» 小問 A:
住みたいお城ランキングの記事から、「<住環境部門12位/設備部門8位/見た目部門12位>」から「ョンが人気を後押ししました。」までの部分をそのまま書き写してください。
» 小問 B:
住みたいお城ランキングの記事を、最後に示された文の後から書き継いでください。

お城好き1万人が選ぶ「住みたいお城ランキング」第1位は?

全国各地に築かれた数々のお城は、日本の歴史を今に物語る貴重な史跡。天守に実際に住んだのは織田信長だけと言われ、多くのお殿様は御殿で暮らしていたそうですが、お城に住んでみたいと思ったことがある方も多いのではないでしょうか。そんなお城好きたち1万人が「住みたいお城」を選ぶアンケートが実施され、ランキングが決定しました! 栄えある第1位は?

「住みたいお城ランキング」とは?

今回のアンケートは、お城の知識を問う検定「日本城郭検定」を運営する日販セグモ株式会社が、検定の過去合格者約1万人を対象に実施したもの。日本100名城の中から「住環境」「設備」「見た目」の評価軸から総合的に見て、一番住みたいお城を答えてもらいその回答数を集計・ランキング化しました。
では、10位から順番に「住みたいお城ランキング」を見ていきましょう。

▼「日本城郭検定」って?という方はこちらの記事もチェック!
・第19回日本城郭検定 申込受付開始!~知の天守閣へ、いざ。~(https://shirobito.jp/article/493
・日本城郭検定がオンラインで無料!?城びと編集部員がオンライン入門級を受けてみた(https://shirobito.jp/article/1328

10位 松江城(島根県松江市)

<住環境部門12位/設備部門8位/見た目部門12位>
松江城

全国に12城しか残っていない現存天守の1つを誇る松江城が第10位。その美しい天守の姿を目にすると、「住んでみたら?」「天守から眺める景色は?」と想像が広がります。「天守からの宍道湖の眺めは絶景!」「コンパクトな天守、何より美しい城下町が大好き」など、お城を取り巻く絶好のロケーションが人気を後押ししました。

▼松江城に関する記事はこちら
・現存12天守に登閣しよう【松江城】重要文化財から国宝に(https://shirobito.jp/article/324
・萩原さちこの城さんぽ 〜日本100名城・続日本100名城編〜 第16回 63年ぶりの国宝! 松江城天守の独創的な構造とは(https://shirobito.jp/article/705

9位 二条城(京都府京都市)

<住環境部門7位/設備部門13位/見た目部門8位>
二条城

徳川幕府における京都の拠点となった二条城。絢爛豪華な装飾の数々と美しい庭園に対して「優雅・風流がある」「庭園もあるので四季折々を感じながら朝の散歩もいいでしょうね」など“見た目”への評価が高い一方、「本丸までの登城が楽だから」という“職住近接”な点でも選ばれました。職場(本丸)までの行きやすさは、結構大事なポイントですよね。

» データ一覧:
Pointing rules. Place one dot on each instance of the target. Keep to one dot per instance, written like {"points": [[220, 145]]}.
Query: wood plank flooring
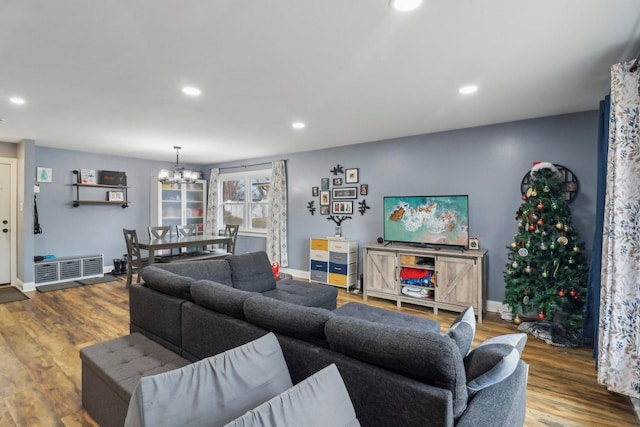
{"points": [[40, 368]]}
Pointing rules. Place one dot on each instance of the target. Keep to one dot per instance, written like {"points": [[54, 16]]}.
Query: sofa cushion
{"points": [[251, 272], [304, 293], [305, 323], [386, 317], [318, 401], [221, 298], [493, 360], [215, 270], [424, 355], [463, 330], [167, 282], [212, 391]]}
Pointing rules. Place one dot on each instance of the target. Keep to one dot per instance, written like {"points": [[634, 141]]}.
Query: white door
{"points": [[5, 223]]}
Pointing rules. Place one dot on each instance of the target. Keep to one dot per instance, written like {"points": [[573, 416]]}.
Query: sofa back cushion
{"points": [[221, 298], [167, 282], [216, 270], [297, 321], [424, 355], [251, 272]]}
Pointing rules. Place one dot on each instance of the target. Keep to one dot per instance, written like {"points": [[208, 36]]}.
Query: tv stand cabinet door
{"points": [[380, 275], [457, 282]]}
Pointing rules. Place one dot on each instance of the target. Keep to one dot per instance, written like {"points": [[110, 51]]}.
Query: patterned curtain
{"points": [[619, 328], [211, 225], [277, 223]]}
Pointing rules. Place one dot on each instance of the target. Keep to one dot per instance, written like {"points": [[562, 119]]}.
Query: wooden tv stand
{"points": [[459, 276]]}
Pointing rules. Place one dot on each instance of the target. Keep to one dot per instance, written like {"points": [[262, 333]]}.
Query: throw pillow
{"points": [[493, 361], [463, 330]]}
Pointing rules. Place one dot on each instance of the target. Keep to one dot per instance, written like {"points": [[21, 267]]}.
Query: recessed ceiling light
{"points": [[467, 90], [191, 91], [298, 125], [405, 5]]}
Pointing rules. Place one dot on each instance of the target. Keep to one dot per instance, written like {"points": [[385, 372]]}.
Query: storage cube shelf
{"points": [[68, 268], [334, 262]]}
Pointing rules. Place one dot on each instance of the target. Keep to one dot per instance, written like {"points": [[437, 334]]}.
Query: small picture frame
{"points": [[115, 196], [324, 184], [345, 193], [342, 207], [351, 176], [324, 198], [44, 175]]}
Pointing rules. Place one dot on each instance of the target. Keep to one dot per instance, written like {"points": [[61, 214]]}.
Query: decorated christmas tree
{"points": [[547, 272]]}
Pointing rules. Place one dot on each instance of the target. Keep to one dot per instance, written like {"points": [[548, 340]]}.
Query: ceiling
{"points": [[106, 76]]}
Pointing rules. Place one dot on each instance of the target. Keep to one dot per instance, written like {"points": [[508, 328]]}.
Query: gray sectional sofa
{"points": [[399, 370]]}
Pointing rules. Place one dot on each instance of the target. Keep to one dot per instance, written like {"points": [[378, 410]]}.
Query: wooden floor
{"points": [[40, 367]]}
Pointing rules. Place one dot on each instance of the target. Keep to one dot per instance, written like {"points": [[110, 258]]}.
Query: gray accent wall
{"points": [[487, 163]]}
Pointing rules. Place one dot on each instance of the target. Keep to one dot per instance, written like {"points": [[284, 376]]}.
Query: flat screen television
{"points": [[427, 220]]}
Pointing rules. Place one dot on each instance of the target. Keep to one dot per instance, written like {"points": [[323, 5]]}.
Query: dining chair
{"points": [[187, 230], [133, 254], [159, 232], [231, 230]]}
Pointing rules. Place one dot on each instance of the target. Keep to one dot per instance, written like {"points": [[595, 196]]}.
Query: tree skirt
{"points": [[552, 333]]}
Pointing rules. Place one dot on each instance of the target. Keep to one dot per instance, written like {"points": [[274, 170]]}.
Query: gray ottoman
{"points": [[111, 370], [386, 317]]}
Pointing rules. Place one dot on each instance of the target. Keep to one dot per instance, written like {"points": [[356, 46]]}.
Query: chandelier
{"points": [[179, 174]]}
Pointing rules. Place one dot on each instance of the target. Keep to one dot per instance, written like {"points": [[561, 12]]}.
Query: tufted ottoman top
{"points": [[121, 362], [386, 317]]}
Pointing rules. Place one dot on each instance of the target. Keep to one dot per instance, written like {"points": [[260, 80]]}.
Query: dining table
{"points": [[172, 242]]}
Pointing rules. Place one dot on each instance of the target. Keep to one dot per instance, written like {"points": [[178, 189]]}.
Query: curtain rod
{"points": [[634, 67], [244, 166]]}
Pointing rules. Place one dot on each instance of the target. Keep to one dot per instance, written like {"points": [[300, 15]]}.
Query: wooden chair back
{"points": [[231, 230], [159, 232]]}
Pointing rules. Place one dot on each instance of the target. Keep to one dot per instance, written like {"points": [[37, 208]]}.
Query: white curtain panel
{"points": [[277, 223], [619, 329], [211, 224]]}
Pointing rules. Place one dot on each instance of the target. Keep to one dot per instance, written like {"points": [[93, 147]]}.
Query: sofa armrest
{"points": [[502, 404]]}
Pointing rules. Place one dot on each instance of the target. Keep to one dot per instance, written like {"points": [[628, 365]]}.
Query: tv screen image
{"points": [[427, 220]]}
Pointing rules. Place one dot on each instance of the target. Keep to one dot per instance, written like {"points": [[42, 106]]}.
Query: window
{"points": [[244, 200]]}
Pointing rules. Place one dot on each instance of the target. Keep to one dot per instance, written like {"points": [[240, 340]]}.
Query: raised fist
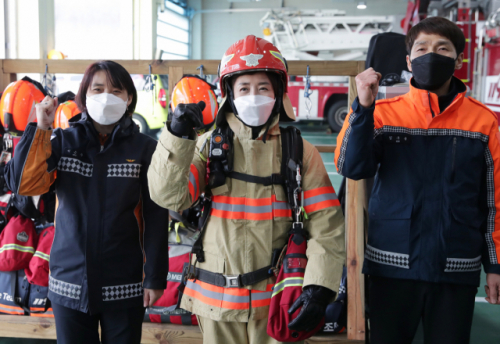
{"points": [[367, 85], [45, 112], [187, 117]]}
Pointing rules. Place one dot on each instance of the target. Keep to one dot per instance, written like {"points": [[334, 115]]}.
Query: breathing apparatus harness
{"points": [[220, 167]]}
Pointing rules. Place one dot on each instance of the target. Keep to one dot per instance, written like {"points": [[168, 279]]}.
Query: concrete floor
{"points": [[486, 323]]}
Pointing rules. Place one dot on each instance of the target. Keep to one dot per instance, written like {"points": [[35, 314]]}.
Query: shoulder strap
{"points": [[292, 150]]}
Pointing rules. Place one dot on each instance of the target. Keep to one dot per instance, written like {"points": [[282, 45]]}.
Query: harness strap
{"points": [[198, 244], [231, 281], [274, 179]]}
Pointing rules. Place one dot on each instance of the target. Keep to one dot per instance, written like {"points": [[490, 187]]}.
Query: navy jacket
{"points": [[111, 239], [434, 209]]}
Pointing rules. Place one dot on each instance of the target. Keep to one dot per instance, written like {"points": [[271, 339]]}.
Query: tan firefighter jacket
{"points": [[248, 220]]}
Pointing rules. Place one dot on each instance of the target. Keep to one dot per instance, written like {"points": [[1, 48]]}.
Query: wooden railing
{"points": [[28, 327]]}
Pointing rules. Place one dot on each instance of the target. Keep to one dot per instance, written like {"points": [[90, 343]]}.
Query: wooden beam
{"points": [[15, 326], [174, 75], [355, 229], [344, 68], [7, 78], [355, 237]]}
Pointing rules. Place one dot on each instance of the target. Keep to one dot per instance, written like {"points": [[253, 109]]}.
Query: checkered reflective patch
{"points": [[432, 132], [463, 264], [492, 209], [120, 292], [388, 258], [70, 290], [124, 170], [76, 166]]}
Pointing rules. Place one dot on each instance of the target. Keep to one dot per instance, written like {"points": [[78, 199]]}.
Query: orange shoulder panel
{"points": [[35, 180]]}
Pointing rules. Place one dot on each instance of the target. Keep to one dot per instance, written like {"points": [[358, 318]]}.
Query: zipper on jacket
{"points": [[430, 105], [453, 154]]}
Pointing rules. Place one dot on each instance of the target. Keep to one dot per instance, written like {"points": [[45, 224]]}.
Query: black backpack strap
{"points": [[274, 179], [292, 151], [198, 244]]}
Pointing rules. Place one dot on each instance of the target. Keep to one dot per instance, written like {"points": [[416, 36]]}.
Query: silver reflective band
{"points": [[232, 281]]}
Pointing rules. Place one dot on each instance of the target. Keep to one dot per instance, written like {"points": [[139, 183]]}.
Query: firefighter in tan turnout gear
{"points": [[250, 217]]}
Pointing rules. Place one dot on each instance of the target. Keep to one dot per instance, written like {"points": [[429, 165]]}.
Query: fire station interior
{"points": [[159, 41]]}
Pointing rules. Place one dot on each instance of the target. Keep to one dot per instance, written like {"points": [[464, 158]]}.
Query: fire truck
{"points": [[487, 69], [321, 35]]}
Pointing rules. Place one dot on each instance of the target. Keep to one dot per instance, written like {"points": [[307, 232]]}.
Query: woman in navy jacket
{"points": [[109, 258]]}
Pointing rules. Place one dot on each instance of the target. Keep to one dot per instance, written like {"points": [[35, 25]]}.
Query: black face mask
{"points": [[432, 70]]}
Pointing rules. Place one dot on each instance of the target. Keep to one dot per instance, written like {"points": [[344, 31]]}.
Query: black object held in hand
{"points": [[187, 117]]}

» 解答 A:
<住環境部門12位/設備部門8位/見た目部門12位>
松江城

全国に12城しか残っていない現存天守の1つを誇る松江城が第10位。その美しい天守の姿を目にすると、「住んでみたら?」「天守から眺める景色は?」と想像が広がります。「天守からの宍道湖の眺めは絶景!」「コンパクトな天守、何より美しい城下町が大好き」など、お城を取り巻く絶好のロケーションが人気を後押ししました。

» 解答 B:
▼二条城に関する記事はこちら
・明治維新150周年企画「維新の舞台と城」 第1回 【二条城】徳川政権の始まりと終わりを見届ける(https://shirobito.jp/article/241

8位 名古屋城(愛知県名古屋市)

<住環境部門5位/設備部門5位/見た目部門7位>
名古屋城

徳川家康が自らの権威を誇示するべく天下普請で築いた名古屋城。天守閣を飾る金の鯱がトレードマークです。「ピッカピカの本丸御殿に住んでみたい。湯殿もある」など整備されて十分に住むことができる設備の良さに加え、「日本第3の都市であるため生活もしやすい」という大都市の立地の良さを挙げているコメントが多く集まりました。

■名古屋城に関する記事はこちら
・萩原さちこの城さんぽ 〜日本100名城・続日本100名城編〜 第13回 名古屋城 復元された本丸御殿の障壁画に酔う(https://shirobito.jp/article/595
・超入門! お城セミナー 第79回【鑑賞】天守に載っている「しゃちほこ」って何か意味があるの?(https://shirobito.jp/article/929

7位 熊本城(熊本県熊本市)

<住環境部門9位/設備部門2位/見た目部門6位>
熊本城

築城名人・加藤清正が築いた熊本城は、「攻めてくる難敵を阻んだ“武者返し”の石垣に守られている安心感がある」という声が物語るように、その守りの堅さから設備部門で2位と高評価。セキュリティが重要なのは今も昔も同じですね!

■熊本城に関する記事はこちら
連載:熊本城の「いま」https://shirobito.jp/article/rensai/16
・超入門! お城セミナー 第33回【武将】加藤清正はどんな城を造ったの?(https://shirobito.jp/article/495

6位 大阪城(大阪府大阪市)

<住環境部門7位/設備部門4位/見た目部門4位>
大阪城

現在の大阪城の天守は、豊臣秀吉が築いた初代、大坂の陣で勝利した徳川幕府が築き直した2代目を経て、昭和6年(1931)に再建された3代目にあたります。そのため「地上の3代目天守を眺めながら、地下に眠る豊臣大坂城に想いを馳せる」という歴史ロマンを評価する声が寄せられました。「大阪人の誇りであり、オアシス的なとこ」と大阪府民の心をわし掴みにしつつ、都心という利便性も相まって6位にランクイン。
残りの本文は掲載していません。